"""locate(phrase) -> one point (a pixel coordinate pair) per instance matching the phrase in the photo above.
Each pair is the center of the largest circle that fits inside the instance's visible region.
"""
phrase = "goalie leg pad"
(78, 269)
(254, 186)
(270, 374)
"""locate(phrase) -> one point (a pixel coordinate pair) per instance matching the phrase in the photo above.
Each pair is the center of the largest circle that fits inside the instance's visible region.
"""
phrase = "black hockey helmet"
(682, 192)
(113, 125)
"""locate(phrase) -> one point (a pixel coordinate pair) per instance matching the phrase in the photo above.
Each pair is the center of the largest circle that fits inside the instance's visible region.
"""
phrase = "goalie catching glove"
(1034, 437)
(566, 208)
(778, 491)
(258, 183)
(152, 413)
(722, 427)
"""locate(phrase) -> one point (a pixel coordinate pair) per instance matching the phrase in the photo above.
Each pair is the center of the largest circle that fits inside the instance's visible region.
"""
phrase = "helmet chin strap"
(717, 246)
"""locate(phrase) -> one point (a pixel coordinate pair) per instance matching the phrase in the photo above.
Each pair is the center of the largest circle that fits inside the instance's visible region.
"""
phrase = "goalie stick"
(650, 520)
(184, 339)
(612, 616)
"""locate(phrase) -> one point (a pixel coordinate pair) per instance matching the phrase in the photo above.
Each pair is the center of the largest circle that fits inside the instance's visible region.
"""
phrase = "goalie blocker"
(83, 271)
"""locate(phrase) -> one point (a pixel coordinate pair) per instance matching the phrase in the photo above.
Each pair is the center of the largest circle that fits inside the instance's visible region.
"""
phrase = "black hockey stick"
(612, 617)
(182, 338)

************

Print all of the entries exactly as they appear.

Final result
"""locate(phrase) -> one point (a pixel coordinate pair) per instance matching the phrase in the photo above.
Each pair is the center of the largest circle that fits inside the instance's visible region.
"""
phrase = "goalie leg pad"
(78, 269)
(254, 186)
(270, 374)
"""locate(phrase) -> one point (a pixel coordinate pair) per instance matching the phrase in the photo above.
Each pair is the center of the largest circle that fits inside the instance's visible region.
"""
phrase = "black hockey helmet"
(682, 192)
(113, 125)
"""locate(phrase) -> one point (a pixel coordinate pair) per instance matching the phrase in the photo above.
Each pair is the center of the largest circle that fits inside the instance's visible region.
"""
phrase = "goalie catching glove"
(1034, 437)
(566, 208)
(778, 491)
(258, 183)
(152, 413)
(722, 427)
"""locate(phrase) -> one point (a pixel coordinate pair) per instance matching the phrase in the photo above.
Each pair is the center of the largest circle that fits inside the instance's visible region.
"""
phrase = "helmet chin strap"
(717, 246)
"""locate(phrase) -> one point (a pixel coordinate pair) per instance matching the phrase in the photo above.
Each pair is the center of the largest circle that fits inside the instance's visible region.
"""
phrase = "goalie stick"
(650, 520)
(184, 339)
(612, 616)
"""locate(phrase) -> one point (a pixel coordinate pair) per instance matching the phrase in the photo above.
Each pair is the center of the largest circle that fits inside the instance's visible region.
"""
phrase = "goalie blocker"
(83, 271)
"""locate(phrase) -> one point (a pixel coordinate pair) per instance matching the phrase in the photo above.
Each pair is the center of the largest circle that fits inside the instance's visible region.
"""
phrase = "black hockey stick"
(612, 617)
(182, 338)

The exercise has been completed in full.